You can listen to the podcast on iTunes here, on Spotify here, or on Stitcher here, or by using the player below. 

Thanks are due to Tony both for his time in recording this and his continued efforts on behalf of GAD nerds everywhere, to Jonny Berliner for my eerie music, and to those of you who continue to take an interest in this podcast endeavour. Here’s hoping these final few weeks of the year are treating you all well, and that those close to you are as safe and happy as can be hoped.

More In GAD We Trust in a fortnight, but expect a podcast-related announcement tomorrow…


All episodes of In GAD We Trust can be found here.

42 thoughts on “In GAD We Trust – Episode 14: The Island of Coffins (2021) by John Dickson Carr + The 9.50 Up Express (2021) by Freeman Wills Crofts [w’ Tony Medawar]

  1. That was marvellous JJ, wonderful to hear about all this lovely new Carr stuff on the horizon. We know that he reused stories in a number of different formats although I would argue that perhaps the greatest recycler of all was in fact John Mortimer, who quite often could very easily turn a radio play into a novel and then into a television episode of some kind and then do it in reverse. If you look at his Rumpole of the Bailey stories, sometimes they started on television then went to radio and then ended up in prose for instance. In the case of Cabin B13 I think Carr towards the end of the run was put under a lot of pressure and ultimately did in fact rewrite some of his pre-existing radio plays just to get the plays done on time. Of course this could be quite common practice if one thinks of Sir Arthur Conan Doyle, he reused the plots from A Study in Scarlet in The Dancing Men and The Crooked Man for instance. And Agatha Christie notoriously reused exactly the same plot from the short story Triangle in Rhodes in both Death on the Nile and Evil Under the Sun. Really can’t wait for this collection to become available, this is such great news!


    • Sergio, I think you’re doing Christie a disservice when you’re saying that she reused “exactly the same plot” from Triangle in Rhodes to both Death on the Nile and Evil Under the Sun. Yes, there is a certain plot device that is common to all these stories (and, in fact, a couple of others as well), but to call them exactly the same plot is hardly true.

···

WHAT TO PRODUCE:
For each statement, answer yes or no on whether it agrees with the podcast post, and quote the words from the post that decide it. 1. Jonny Berliner provided the music for the podcast. 2. The next episode of In GAD We Trust is due in one week. 3. The podcast can be heard on Stitcher. The records are drawn from a separate source.

[Data excerpts]
···

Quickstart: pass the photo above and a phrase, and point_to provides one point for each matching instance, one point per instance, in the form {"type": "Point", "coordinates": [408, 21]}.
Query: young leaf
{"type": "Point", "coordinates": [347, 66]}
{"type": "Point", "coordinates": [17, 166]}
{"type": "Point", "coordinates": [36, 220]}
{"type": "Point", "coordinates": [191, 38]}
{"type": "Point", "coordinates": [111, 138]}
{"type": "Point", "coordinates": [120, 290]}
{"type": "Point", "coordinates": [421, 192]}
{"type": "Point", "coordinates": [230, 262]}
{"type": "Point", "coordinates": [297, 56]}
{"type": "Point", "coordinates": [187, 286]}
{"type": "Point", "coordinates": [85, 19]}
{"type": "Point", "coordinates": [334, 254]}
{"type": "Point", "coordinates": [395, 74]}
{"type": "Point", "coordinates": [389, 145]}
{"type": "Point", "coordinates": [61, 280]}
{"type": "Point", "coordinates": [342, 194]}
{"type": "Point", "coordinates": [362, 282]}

···

RESPONSE AREA:
1. Yes: "to Jonny Berliner for my eerie music"
2. No: "More In GAD We Trust in a fortnight"
3. Yes: "or on Stitcher here"